Given exercise: Reproduce verbatim the rows from the beginning through the line containing "[0,134,480,177]", including that line.

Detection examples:

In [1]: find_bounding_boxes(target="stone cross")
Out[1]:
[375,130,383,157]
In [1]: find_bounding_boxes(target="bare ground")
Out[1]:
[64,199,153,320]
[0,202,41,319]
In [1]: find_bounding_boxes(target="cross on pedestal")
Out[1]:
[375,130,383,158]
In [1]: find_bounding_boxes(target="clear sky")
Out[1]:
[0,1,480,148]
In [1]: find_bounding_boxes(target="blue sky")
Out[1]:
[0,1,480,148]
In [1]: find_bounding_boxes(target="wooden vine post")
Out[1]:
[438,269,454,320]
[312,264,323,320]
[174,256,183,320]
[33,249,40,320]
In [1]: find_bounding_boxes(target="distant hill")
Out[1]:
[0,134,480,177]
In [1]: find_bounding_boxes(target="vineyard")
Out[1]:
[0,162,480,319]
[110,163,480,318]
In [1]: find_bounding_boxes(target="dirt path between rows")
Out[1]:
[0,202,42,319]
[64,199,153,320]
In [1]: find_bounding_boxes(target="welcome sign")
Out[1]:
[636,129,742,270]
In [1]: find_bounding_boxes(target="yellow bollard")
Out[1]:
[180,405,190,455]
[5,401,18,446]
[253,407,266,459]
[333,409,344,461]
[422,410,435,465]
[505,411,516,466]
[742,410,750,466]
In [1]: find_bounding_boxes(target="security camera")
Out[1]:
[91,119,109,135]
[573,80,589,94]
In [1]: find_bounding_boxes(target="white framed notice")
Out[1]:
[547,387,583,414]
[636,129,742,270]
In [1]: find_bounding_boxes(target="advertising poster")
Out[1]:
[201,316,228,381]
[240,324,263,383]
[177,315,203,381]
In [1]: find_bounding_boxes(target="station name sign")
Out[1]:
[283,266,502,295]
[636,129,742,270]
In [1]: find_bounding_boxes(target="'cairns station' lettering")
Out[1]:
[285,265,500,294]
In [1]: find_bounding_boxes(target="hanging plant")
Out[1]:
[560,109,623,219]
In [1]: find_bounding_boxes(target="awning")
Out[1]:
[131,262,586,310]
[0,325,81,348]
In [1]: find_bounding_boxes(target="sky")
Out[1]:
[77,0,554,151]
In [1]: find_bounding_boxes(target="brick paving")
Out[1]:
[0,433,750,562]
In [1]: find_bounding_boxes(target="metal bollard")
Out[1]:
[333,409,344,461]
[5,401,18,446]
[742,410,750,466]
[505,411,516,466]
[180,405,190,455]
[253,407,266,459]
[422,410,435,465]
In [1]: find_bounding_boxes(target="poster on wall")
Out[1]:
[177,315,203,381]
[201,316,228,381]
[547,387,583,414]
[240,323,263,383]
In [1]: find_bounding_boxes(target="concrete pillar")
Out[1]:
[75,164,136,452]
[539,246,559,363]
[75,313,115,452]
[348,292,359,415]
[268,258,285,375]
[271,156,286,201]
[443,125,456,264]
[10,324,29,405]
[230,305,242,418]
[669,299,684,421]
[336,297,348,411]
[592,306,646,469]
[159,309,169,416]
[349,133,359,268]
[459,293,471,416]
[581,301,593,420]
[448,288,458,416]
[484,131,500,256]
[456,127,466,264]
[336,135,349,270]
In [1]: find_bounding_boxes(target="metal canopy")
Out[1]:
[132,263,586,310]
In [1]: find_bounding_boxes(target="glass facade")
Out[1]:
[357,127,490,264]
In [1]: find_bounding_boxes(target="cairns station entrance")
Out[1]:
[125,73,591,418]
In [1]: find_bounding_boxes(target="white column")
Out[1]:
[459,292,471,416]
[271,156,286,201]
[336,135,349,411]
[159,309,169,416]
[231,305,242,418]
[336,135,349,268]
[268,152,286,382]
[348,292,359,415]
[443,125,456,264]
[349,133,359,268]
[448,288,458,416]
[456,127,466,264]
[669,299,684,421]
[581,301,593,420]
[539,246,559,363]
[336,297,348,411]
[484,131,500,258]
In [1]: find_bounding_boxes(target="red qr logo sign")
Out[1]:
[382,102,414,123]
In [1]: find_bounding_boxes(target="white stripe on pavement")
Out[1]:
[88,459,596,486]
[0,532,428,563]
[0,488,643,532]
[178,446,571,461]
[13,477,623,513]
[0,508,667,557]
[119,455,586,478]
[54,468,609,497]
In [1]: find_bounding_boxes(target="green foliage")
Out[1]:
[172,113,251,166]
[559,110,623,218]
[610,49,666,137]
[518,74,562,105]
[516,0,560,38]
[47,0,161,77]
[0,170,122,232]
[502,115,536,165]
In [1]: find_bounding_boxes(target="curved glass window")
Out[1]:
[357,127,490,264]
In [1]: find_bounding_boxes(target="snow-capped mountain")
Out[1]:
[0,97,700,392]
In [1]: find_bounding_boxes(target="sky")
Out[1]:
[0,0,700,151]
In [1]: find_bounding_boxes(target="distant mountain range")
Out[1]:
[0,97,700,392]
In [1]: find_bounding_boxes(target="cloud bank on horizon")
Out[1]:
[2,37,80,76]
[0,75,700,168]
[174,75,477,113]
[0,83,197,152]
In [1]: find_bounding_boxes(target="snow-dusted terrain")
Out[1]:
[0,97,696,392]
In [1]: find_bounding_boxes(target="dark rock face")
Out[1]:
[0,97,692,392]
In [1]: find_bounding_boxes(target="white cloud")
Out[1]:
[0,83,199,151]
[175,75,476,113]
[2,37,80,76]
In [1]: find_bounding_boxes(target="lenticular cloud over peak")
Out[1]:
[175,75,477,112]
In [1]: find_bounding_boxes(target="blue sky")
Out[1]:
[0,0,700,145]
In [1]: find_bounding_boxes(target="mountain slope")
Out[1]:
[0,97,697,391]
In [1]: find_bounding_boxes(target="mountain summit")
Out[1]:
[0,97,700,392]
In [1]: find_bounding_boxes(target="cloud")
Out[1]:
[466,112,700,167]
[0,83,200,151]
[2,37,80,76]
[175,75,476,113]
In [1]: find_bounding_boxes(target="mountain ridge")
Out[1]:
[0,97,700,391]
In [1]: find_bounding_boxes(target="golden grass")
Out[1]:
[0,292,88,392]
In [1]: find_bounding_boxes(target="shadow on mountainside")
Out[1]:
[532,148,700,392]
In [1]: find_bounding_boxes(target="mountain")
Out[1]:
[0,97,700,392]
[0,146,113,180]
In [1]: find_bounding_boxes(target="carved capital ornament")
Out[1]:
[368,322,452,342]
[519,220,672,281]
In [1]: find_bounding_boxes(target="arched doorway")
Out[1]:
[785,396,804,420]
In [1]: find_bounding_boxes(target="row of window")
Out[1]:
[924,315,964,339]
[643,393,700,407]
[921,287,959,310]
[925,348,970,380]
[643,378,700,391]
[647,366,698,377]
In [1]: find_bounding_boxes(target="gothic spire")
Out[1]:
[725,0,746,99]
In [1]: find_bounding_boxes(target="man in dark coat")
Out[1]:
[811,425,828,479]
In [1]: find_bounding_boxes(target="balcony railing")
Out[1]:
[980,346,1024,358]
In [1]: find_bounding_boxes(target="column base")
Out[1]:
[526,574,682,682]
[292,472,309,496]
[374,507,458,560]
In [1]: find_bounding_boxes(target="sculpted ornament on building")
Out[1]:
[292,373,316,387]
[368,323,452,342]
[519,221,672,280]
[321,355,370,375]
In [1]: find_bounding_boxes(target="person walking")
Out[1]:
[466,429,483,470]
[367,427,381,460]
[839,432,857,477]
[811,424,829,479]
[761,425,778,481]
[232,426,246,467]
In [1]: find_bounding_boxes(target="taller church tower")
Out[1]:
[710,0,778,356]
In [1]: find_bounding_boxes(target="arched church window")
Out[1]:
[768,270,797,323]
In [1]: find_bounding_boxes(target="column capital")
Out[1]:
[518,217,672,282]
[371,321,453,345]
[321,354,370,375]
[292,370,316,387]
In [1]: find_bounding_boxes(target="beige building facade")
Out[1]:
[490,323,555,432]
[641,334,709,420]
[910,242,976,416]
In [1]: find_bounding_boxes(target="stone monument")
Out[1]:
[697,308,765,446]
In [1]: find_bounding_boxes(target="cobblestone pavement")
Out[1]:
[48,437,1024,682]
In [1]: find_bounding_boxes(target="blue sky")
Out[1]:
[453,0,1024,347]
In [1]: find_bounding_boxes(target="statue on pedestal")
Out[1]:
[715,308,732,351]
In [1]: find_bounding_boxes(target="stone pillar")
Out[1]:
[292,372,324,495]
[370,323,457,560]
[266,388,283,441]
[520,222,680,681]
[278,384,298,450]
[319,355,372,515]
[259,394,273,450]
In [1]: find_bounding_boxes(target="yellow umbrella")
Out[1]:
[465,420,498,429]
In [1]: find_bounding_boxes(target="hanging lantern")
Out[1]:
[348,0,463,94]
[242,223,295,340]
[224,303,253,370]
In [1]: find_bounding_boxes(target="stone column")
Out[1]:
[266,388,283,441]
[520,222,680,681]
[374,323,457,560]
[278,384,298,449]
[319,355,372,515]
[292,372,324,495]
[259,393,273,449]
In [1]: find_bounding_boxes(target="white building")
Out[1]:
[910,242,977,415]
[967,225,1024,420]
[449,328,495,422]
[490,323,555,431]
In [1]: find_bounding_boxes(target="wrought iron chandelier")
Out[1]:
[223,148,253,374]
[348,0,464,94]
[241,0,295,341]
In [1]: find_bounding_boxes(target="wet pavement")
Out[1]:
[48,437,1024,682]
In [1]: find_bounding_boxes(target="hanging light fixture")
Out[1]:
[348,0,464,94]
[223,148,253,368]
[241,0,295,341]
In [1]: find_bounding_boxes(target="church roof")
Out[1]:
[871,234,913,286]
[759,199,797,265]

Answer below:
In [1]: find_bounding_boxes(target="stone cross")
Out[1]:
[375,130,383,157]
In [1]: find_bounding_boxes(target="bare ground")
Out[1]:
[64,199,153,320]
[0,202,41,319]
In [1]: find_bounding_boxes(target="cross on pedestal")
Out[1]:
[375,130,383,158]
In [1]: find_bounding_boxes(target="clear sky")
Out[1]:
[0,1,480,148]
In [1]: find_bounding_boxes(target="blue sky")
Out[1]:
[0,1,480,148]
In [1]: find_bounding_boxes(target="wooden vine post")
Out[1]:
[438,269,454,320]
[312,264,323,320]
[174,256,183,320]
[33,249,40,320]
In [1]: find_bounding_boxes(target="distant hill")
Out[1]:
[0,134,480,177]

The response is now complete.